_TASK REQUIREMENTS_:
Substitute "window pane" for "window frame" in the lines from the start of the records through the line with "172, 78, 246, 165", and give those lines again with nothing else changed and the pictures left out.

(Annotated coordinate records)

- - - -

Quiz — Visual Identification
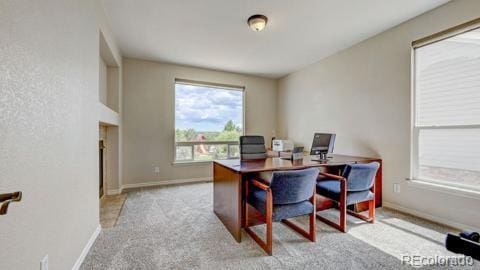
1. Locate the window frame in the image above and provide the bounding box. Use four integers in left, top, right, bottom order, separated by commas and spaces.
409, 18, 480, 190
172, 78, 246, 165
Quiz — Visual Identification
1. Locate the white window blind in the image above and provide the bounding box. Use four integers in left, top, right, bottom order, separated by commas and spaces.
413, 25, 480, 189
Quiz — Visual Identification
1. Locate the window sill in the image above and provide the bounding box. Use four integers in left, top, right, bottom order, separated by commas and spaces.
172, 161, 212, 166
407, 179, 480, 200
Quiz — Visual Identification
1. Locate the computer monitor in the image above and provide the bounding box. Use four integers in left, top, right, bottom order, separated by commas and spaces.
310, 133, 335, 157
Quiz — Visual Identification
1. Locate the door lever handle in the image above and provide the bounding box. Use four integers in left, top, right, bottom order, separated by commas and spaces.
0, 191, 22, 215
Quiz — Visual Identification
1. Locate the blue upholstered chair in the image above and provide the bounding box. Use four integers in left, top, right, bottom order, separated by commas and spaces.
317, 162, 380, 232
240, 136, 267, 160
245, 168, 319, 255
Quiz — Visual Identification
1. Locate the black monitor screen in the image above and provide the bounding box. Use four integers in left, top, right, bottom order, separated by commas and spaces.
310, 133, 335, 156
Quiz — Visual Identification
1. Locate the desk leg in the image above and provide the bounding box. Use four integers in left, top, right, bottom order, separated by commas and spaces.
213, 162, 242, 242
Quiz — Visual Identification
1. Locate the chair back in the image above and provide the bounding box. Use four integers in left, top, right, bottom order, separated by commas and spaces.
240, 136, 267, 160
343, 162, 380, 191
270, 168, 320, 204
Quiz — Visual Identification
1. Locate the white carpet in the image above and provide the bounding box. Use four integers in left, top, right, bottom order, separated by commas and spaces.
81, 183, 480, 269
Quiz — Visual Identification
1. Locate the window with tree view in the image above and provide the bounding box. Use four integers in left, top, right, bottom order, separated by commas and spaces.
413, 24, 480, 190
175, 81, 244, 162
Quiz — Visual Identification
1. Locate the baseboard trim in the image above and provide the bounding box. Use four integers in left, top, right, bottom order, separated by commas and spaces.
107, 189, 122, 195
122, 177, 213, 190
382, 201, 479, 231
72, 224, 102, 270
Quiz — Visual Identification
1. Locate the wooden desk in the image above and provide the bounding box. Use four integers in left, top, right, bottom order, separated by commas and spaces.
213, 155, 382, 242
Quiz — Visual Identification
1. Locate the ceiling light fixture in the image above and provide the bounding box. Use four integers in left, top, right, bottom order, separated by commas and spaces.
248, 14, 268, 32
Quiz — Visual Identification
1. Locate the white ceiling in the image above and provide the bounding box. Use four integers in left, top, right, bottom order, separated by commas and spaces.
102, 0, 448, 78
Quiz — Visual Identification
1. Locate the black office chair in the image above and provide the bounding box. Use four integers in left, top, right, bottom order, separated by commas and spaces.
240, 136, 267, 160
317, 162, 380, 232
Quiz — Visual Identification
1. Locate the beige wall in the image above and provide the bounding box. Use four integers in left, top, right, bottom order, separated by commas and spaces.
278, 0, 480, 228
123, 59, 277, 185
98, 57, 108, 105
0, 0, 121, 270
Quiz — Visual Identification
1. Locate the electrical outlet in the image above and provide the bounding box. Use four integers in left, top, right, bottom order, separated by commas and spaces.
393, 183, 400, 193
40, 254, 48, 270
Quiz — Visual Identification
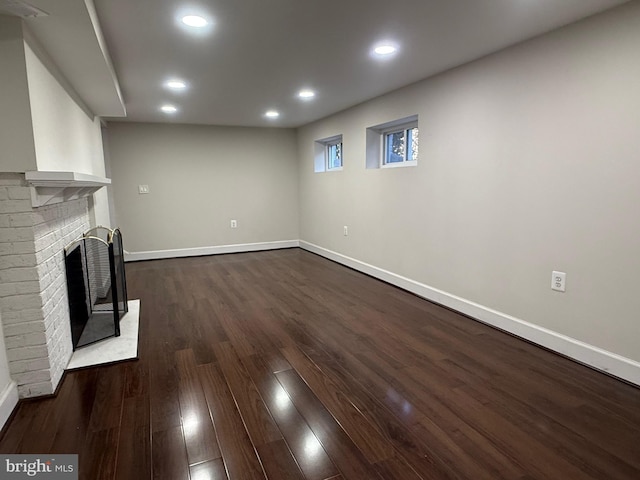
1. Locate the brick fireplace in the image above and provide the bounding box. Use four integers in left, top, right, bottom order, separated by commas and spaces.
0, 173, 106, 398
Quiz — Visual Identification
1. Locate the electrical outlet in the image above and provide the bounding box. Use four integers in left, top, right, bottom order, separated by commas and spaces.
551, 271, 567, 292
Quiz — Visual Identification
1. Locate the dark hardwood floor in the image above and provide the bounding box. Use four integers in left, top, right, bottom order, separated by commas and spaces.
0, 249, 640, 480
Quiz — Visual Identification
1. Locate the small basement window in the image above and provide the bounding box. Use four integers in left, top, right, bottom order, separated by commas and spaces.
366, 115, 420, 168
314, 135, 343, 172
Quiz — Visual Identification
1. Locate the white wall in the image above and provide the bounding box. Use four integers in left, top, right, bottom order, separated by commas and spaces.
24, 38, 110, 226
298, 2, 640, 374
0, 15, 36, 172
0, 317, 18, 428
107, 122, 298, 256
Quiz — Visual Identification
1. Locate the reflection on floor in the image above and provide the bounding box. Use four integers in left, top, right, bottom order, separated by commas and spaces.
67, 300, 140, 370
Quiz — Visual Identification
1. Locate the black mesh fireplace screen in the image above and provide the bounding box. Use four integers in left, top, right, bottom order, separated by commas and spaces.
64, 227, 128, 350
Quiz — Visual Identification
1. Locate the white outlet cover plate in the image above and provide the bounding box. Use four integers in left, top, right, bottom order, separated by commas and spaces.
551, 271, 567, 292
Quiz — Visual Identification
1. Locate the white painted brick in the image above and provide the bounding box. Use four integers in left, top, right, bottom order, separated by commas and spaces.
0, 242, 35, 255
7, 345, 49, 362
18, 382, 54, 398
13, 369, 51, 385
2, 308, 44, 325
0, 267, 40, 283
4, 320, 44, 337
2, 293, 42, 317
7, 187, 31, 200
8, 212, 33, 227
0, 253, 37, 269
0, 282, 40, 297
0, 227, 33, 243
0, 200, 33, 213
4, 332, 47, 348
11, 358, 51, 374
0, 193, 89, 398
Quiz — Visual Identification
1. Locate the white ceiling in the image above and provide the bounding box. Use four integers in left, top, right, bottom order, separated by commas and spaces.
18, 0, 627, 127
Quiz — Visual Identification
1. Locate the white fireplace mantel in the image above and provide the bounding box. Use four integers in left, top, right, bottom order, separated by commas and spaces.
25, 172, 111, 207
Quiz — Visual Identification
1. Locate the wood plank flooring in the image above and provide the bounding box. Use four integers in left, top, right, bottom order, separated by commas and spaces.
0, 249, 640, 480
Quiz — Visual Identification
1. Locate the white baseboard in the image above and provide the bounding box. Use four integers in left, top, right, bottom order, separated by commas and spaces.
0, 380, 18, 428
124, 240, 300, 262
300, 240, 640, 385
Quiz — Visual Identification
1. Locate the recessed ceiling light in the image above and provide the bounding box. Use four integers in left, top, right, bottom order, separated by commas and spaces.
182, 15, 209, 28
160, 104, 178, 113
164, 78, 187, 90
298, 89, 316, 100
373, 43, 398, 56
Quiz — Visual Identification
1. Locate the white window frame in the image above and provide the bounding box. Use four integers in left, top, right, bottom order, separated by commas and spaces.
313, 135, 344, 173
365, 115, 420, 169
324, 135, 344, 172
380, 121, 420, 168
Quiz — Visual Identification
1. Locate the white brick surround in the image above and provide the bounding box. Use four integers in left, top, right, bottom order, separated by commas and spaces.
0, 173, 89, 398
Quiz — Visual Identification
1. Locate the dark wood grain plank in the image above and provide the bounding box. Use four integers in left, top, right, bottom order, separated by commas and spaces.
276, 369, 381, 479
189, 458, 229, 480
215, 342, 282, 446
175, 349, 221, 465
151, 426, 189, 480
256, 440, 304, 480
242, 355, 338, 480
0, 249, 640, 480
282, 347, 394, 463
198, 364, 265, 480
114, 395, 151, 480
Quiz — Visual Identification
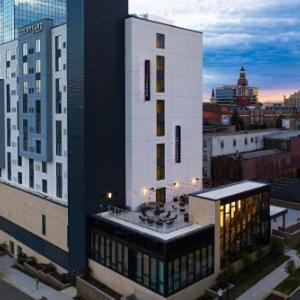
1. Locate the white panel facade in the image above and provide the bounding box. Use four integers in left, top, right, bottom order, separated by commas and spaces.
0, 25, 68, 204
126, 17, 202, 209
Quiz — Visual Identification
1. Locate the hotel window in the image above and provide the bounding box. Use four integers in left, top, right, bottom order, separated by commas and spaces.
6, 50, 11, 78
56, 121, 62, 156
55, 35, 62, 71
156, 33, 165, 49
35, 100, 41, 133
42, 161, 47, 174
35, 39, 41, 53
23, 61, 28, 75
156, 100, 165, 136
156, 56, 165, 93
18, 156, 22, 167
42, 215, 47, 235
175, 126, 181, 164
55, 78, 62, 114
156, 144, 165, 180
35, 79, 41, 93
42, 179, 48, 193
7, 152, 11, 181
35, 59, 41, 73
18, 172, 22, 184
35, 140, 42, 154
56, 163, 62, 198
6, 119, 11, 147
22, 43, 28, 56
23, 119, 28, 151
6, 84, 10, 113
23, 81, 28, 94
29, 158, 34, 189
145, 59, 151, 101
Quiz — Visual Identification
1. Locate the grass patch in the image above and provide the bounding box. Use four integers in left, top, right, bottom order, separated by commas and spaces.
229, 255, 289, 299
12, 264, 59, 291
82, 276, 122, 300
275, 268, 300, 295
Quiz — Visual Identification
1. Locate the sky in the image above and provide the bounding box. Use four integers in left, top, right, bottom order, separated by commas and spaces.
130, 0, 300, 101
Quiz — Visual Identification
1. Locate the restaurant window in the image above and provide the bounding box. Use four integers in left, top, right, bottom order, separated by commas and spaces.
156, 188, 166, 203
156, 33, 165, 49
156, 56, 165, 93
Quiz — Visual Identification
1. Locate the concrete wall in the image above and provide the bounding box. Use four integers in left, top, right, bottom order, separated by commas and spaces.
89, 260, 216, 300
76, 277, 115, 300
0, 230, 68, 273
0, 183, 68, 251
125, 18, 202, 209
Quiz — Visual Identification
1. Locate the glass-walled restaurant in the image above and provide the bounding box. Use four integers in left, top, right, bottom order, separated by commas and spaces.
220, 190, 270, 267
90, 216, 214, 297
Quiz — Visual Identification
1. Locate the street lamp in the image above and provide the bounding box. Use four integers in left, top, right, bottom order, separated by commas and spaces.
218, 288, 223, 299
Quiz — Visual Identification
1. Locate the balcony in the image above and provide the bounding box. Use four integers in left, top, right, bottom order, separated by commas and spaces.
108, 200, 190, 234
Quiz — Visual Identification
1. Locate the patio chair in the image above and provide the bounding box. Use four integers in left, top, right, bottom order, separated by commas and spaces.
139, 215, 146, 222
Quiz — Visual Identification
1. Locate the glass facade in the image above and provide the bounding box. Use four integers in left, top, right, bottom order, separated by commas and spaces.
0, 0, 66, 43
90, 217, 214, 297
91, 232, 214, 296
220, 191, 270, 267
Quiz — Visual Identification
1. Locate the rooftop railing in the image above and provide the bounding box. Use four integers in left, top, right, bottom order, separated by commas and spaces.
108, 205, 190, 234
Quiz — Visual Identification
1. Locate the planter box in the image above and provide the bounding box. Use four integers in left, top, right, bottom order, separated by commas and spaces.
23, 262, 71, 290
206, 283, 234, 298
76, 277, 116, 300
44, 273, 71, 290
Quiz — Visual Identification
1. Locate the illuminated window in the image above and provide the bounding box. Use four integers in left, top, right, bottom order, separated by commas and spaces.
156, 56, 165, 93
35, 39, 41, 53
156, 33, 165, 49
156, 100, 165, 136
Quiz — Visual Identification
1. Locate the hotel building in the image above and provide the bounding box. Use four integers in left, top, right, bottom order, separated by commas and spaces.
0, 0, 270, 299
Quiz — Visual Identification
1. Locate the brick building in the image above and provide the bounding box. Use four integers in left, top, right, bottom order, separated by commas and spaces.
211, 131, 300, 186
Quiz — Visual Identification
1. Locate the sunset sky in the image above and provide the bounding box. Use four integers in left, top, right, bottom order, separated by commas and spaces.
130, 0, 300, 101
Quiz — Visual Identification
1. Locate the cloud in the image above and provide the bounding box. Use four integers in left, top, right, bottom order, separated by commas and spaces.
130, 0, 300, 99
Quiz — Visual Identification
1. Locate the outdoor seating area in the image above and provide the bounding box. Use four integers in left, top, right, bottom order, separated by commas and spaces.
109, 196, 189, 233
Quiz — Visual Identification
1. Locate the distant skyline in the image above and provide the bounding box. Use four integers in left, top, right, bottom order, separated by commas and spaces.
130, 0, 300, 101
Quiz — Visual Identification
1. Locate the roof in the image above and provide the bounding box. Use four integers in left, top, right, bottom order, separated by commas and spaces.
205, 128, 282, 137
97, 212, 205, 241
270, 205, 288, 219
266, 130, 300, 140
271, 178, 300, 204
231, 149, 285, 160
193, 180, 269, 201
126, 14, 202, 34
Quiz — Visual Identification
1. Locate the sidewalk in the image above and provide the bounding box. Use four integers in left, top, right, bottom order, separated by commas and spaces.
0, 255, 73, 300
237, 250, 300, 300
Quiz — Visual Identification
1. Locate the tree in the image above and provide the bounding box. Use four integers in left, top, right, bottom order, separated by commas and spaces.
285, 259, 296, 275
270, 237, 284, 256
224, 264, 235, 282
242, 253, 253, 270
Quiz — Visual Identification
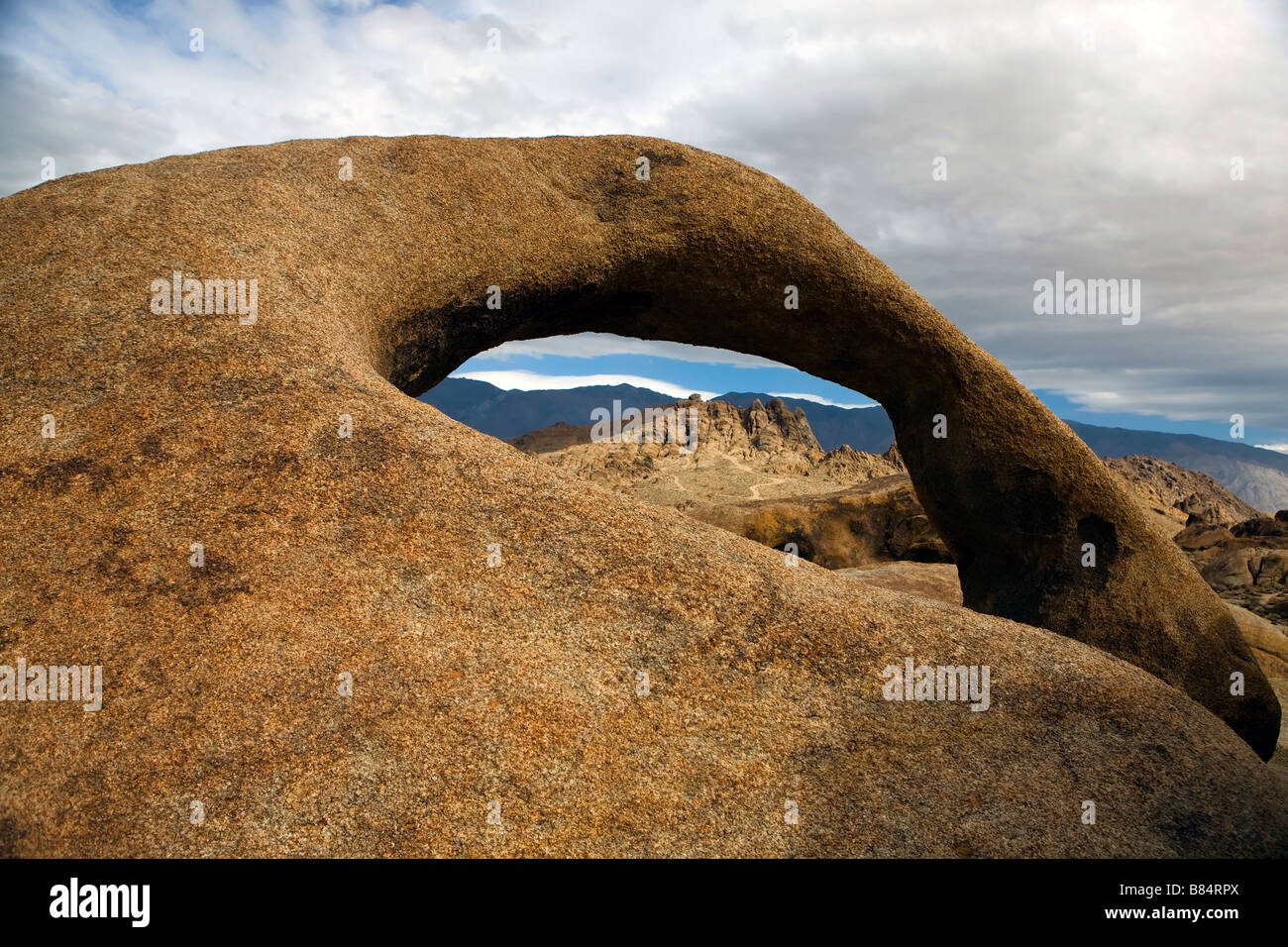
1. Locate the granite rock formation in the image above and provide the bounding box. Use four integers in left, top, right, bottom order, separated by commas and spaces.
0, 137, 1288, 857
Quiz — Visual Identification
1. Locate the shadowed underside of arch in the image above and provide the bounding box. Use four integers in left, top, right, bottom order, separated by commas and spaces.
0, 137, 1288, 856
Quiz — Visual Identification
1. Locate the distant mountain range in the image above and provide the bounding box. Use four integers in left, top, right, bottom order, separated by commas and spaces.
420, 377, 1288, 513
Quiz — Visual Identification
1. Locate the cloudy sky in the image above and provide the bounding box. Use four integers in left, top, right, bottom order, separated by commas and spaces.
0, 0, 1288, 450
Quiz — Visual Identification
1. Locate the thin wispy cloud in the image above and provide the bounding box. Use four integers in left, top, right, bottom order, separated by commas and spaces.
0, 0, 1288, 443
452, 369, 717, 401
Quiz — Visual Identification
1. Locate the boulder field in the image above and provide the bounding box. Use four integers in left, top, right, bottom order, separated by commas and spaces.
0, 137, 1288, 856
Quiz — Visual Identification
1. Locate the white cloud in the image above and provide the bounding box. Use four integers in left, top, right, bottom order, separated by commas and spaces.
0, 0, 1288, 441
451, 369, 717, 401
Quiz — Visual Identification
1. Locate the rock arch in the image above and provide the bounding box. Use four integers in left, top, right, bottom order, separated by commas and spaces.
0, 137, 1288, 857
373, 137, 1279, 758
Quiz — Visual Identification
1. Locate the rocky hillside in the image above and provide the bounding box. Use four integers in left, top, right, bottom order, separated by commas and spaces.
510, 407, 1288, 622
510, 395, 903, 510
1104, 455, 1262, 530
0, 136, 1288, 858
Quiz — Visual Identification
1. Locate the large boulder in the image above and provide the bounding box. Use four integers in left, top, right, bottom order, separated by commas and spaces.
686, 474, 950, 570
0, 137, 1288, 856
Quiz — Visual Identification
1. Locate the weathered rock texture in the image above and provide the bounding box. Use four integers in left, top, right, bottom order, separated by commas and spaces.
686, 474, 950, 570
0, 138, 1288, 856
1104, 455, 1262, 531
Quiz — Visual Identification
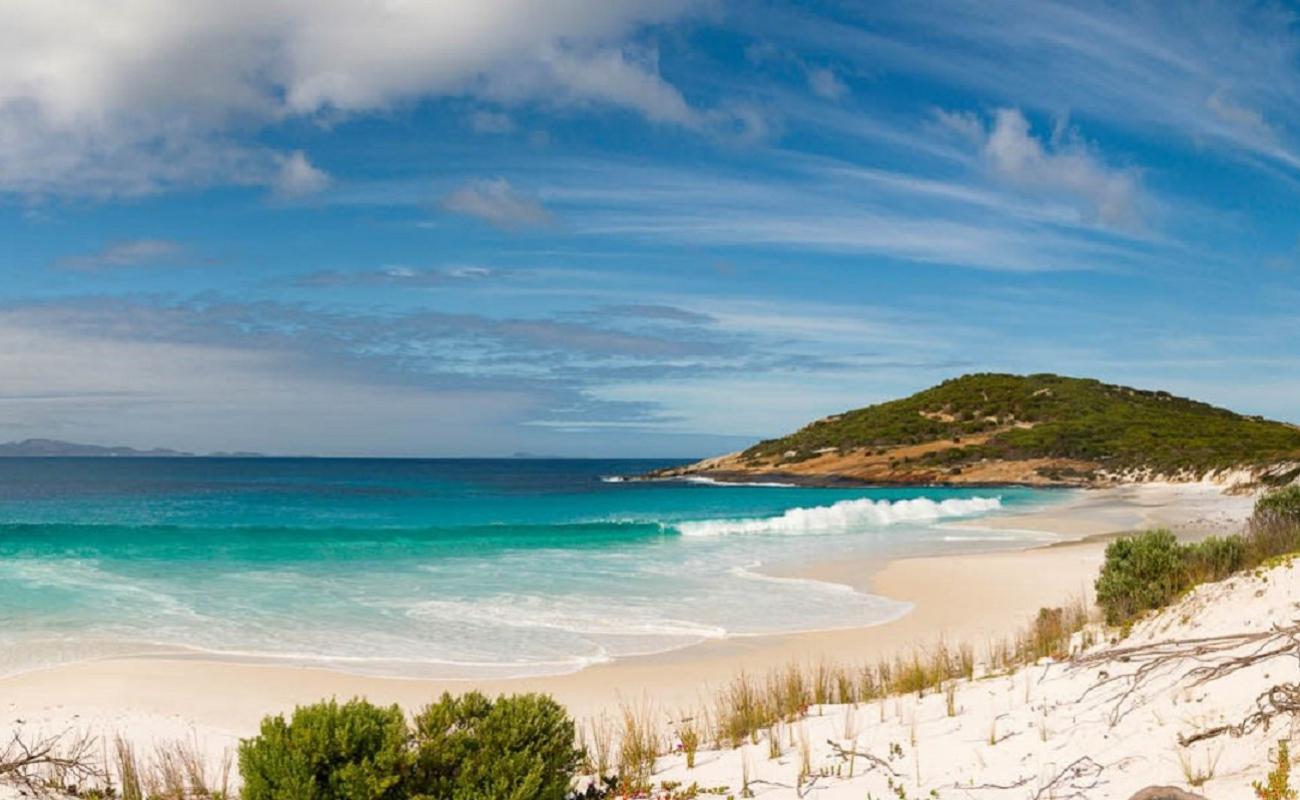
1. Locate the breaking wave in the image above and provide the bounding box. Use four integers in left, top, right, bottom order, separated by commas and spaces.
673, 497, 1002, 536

- - - -

_THE OUTPUT_:
Quiz — Visual Identification
1. Locate the window pane in the image above and provide the bounding box. Use four integers in left, top, right, bottom order, separated by commas and spaces.
409, 18, 480, 190
172, 78, 246, 165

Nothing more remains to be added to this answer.